Member of the Ghana Parliament for Lambussie
- In office 9 June 1999 – 6 January 2009
- Preceded by: Luke Koo
- Succeeded by: John Duoghr Baloroo

Personal details
- Born: 12 January 1962 (age 64)
- Party: National Democratic Congress
- Spouse: Jacob Bawline Boon
- Education: University of Ghana University of Westminster Ghana Institute of Journalism Pitman Central College London
- Profession: Communications consultant, politician
- Committees: Finance Committee & Mines and Energy Committee(7th Parliament of 4th Republic of Ghana)

= Alice Teni Boon =

Ghanaian politician

Alice Teni Boon is a Ghanaian politician who served as the member of parliament for the Lambussie constituency from 1999 to 2009.

== Early life and education ==
Boon was born on 12 January 1962 and hails from Lambussie in the Upper West Region of Ghana. She attended the University of Ghana and the University of Westminster. She also attended the Ghana Institute of Journalism and Pitman Central College in London.

From these she obtained a Master's in Business Administration and a Master of Arts in Public Communication. Her academic major was in Communication.

== Career ==
Boon is an expert in communication as well as a consultant by profession. She is also a politician with the National Democratic Congress, a Ghanaian political party.

== Politics ==
Alice entered parliament on the ticket of the National Democratic Congress (NDC) on Tuesday 8 June 1999 when she won the by-election on 26 May 1999 following the death of Luke Koo, the then member of parliament for the constituency.

She subsequently won the seat during the December 2000 general election and the December 2004 general election. She however lost the seat to John Duoghr Baloroo of the New Patriotic Party (NPP) in the December 2008 general election. During the December 2012 general election, she was replaced by Edward K. Dery who consequently won the seat for the NDC.

=== 2000 Elections ===
Boon was elected as the member of parliament for the Lambussie constituency in the Upper West region of Ghana in the 2000 Ghanaian general elections. She therefore represented the constituency in the 4th parliament of the 4th republic of Ghana.

She was elected with 7,076 out of the total votes cast. This is equivalent to 60.80% of the total valid votes cast. She was elected over David Mwinfor Deribaa an independent candidate, Kabiri Nmin of the National Reform Party, Ampulling Nicholas of the New Patriotic Party and Bamie Mubashir Ahmed of the United Ghana Movement Party. These obtained 2,472 votes, 1,272 votes, 441 votes, 375 votes and 0 votes respectively.

__________________________________________________

#### Instructions
1. Condense the paragraph of the Alice Teni Boon biography beginning "She subsequently won the seat" into a short bulleted list that keeps its main facts.
2. Duplicate, word for word, the stretch of the Alice Teni Boon biography from "Member of the" through "Republic of Ghana)".

#### Data provided
__________________________________________________

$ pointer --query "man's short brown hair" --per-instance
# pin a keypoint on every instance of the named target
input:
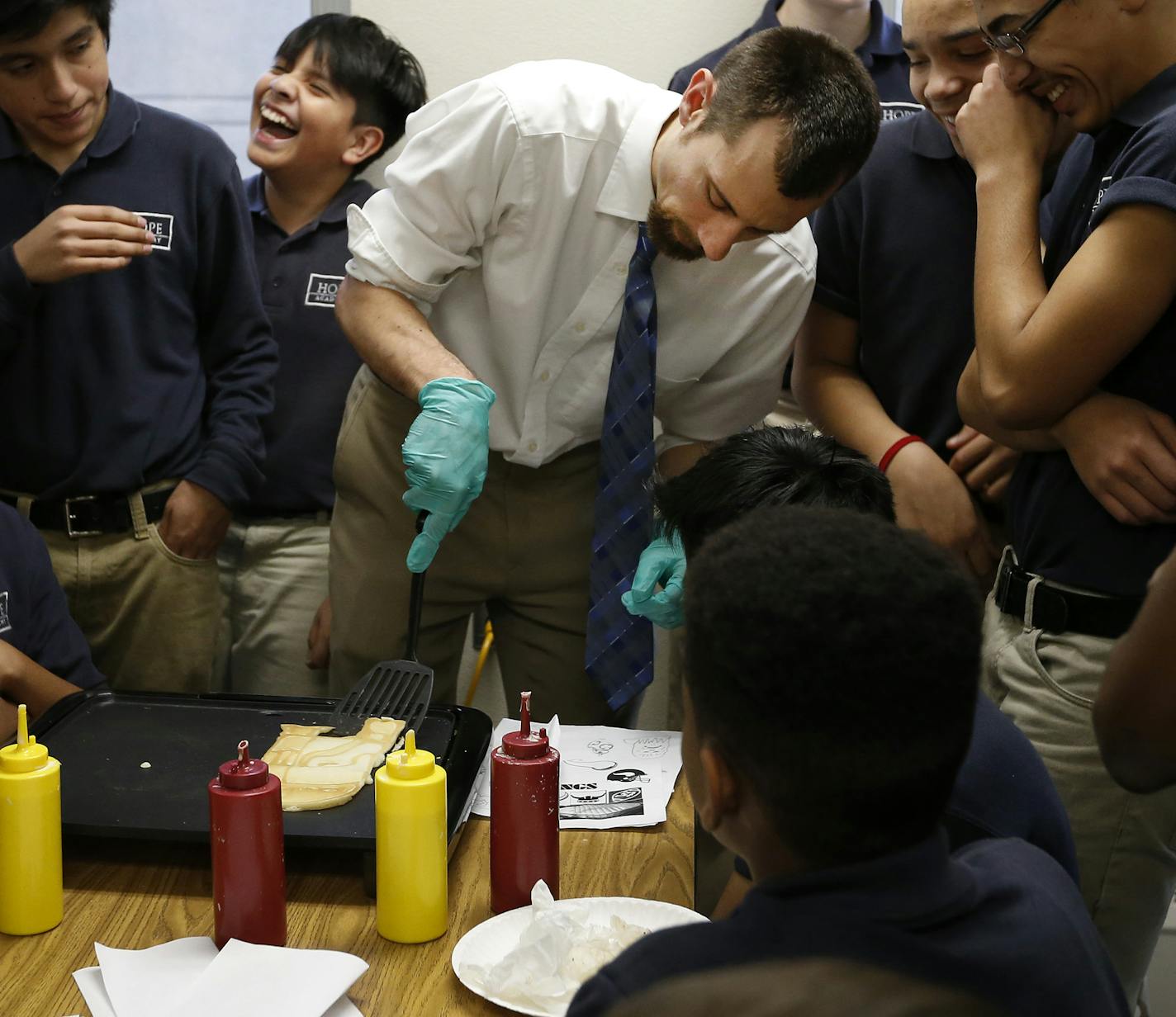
(816, 88)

__________________________________________________

#### The responses
1.
- Won the seat in the December 2000 general election.
- Won it again in the December 2004 general election.
- Lost it to John Duoghr Baloroo of the New Patriotic Party (NPP) in the December 2008 general election.
- Was replaced as candidate in the December 2012 general election by Edward K. Dery, who won the seat for the NDC.

2.
Member of the Ghana Parliament for Lambussie
- In office 9 June 1999 – 6 January 2009
- Preceded by: Luke Koo
- Succeeded by: John Duoghr Baloroo

Personal details
- Born: 12 January 1962 (age 64)
- Party: National Democratic Congress
- Spouse: Jacob Bawline Boon
- Education: University of Ghana University of Westminster Ghana Institute of Journalism Pitman Central College London
- Profession: Communications consultant, politician
- Committees: Finance Committee & Mines and Energy Committee(7th Parliament of 4th Republic of Ghana)